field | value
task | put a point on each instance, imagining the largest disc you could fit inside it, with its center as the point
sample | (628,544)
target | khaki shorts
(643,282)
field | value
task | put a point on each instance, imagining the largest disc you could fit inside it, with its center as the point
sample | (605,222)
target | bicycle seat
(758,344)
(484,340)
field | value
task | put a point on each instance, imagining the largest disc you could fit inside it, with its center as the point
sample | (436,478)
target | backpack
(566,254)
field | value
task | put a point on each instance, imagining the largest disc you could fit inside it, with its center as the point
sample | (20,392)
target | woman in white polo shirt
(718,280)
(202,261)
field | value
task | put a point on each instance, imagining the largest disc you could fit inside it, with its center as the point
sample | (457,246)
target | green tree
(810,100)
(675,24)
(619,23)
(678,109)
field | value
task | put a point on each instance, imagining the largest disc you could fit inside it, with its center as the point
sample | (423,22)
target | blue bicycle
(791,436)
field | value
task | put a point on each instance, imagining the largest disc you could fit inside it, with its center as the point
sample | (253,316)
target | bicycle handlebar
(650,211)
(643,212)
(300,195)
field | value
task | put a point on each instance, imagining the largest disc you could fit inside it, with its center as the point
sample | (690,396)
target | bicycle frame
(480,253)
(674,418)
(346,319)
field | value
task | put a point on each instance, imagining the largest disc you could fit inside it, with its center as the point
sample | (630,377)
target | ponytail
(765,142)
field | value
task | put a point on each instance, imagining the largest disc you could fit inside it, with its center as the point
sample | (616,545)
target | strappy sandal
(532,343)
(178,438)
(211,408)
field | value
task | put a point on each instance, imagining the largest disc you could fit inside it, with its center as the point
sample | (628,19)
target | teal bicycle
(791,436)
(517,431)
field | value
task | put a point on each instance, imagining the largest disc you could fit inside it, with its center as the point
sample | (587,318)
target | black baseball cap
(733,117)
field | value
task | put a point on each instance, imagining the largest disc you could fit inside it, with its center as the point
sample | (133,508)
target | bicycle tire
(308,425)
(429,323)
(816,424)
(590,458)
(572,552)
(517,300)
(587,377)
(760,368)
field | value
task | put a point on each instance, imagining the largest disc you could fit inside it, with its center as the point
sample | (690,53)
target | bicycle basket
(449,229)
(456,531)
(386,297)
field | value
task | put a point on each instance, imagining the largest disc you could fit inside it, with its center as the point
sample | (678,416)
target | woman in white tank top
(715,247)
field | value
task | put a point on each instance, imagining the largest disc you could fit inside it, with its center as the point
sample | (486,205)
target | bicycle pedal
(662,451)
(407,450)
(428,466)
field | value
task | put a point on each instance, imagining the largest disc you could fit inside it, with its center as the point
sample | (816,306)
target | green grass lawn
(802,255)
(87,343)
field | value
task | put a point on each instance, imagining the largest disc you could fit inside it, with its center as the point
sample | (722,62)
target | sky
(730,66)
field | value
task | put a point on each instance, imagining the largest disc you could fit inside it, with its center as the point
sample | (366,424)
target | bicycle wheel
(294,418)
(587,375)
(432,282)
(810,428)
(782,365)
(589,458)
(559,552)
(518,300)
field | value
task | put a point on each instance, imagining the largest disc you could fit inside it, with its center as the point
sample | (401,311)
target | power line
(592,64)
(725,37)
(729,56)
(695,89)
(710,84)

YOUR INSTRUCTIONS:
Quote all of the entries exactly as they appear.

RESPONSE FOR THIS EXERCISE:
field | value
task | put a point on each instance, imagining the largest disc you could fit inside it, with its center as the point
sample | (628,544)
target | khaki shorts
(643,282)
field | value
task | put a point on each instance, imagining the largest disc you could fit inside it, with its center as the point
sample | (605,222)
target | bicycle seat
(758,344)
(484,340)
field | value
task | put a point on each instance, imagining the largest disc you could fit inside it, with its center as the point
sample | (436,478)
target | backpack
(566,254)
field | value
task | put a point on each instance, imagining the largest disc you could fit inside it, with its center as the point
sample | (20,392)
target | woman in white polo shirt
(718,280)
(202,261)
field | value
task | put a point on each instance, imagining the largest disc you could fit inside it, with its center as the point
sample | (457,246)
target | green tree
(810,100)
(675,24)
(619,23)
(678,109)
field | value
task | put a point on each instance, imagining the largest disc you could fit inside it, with its center as the point
sample | (423,22)
target | blue bicycle
(791,436)
field | value
task | put a point on each instance, imagining the largest disc you could fit inside it, with its center as the point
sample | (253,316)
target | bicycle handlebar
(650,211)
(643,212)
(300,195)
field | value
task | put a point on each instance, imagining the largest disc you could fit inside it, with its center as the point
sample | (690,396)
target | bicycle frame
(480,253)
(674,418)
(346,319)
field | value
task | put a point on each instance, imagining the largest disc you could fit inside it, with its center as the point
sample | (630,377)
target | ponytail
(765,142)
field | value
task | put a point on each instance, imagining the largest disc you could fit inside it, with its center as the point
sample | (616,545)
target | strappy sandal
(532,343)
(178,438)
(211,408)
field | value
task | put a point on each instance, imagining the largest disc you could fit inside it, with its center as the point
sample | (628,19)
target | teal bicycle
(791,436)
(517,431)
field | value
task | put a point on each instance, imagining the largest disc you could fit inside it, with its center as the point
sample | (587,318)
target | black baseball cap
(733,117)
field | value
task | put a point on each instance, imagining the largest disc you could fit inside it, with its center as the point
sample | (133,508)
target | bicycle tire
(308,425)
(429,323)
(816,424)
(590,458)
(572,552)
(517,300)
(587,377)
(760,368)
field | value
task | put a point on each instance, imagining the largest disc you could fit inside it, with its center as the point
sample | (690,53)
target | bicycle basket
(449,229)
(456,531)
(386,297)
field | value
task | put a point on each instance, imagining the largest disc you could fit inside it, with its center as the point
sample | (678,416)
target | woman in white tank top
(715,247)
field | value
task | put a point on each instance, imagining the largest disc you could fit inside it, with its center as the point
sample | (486,205)
target | bicycle pedal
(662,451)
(407,450)
(428,466)
field | value
task | put a point on each instance, imagining the largest disc you could fit inside it, with its center as the point
sample | (816,306)
target | green grass lawn
(802,255)
(87,343)
field | value
task | put a point on each instance, imagining the largest disc you could fit inside it, with its center as the point
sample | (722,62)
target | sky
(730,66)
field | value
task | put a point on each instance, imagining the largest disc you could fit inside it, with its center as the point
sample | (366,424)
target | bicycle wheel
(294,418)
(587,375)
(432,282)
(810,428)
(782,365)
(589,458)
(559,552)
(518,300)
field | value
task | put a point on each instance, imagining the largest disc you could fit inside it, with its center as the point
sample | (401,311)
target | power line
(592,64)
(725,37)
(729,56)
(695,89)
(710,84)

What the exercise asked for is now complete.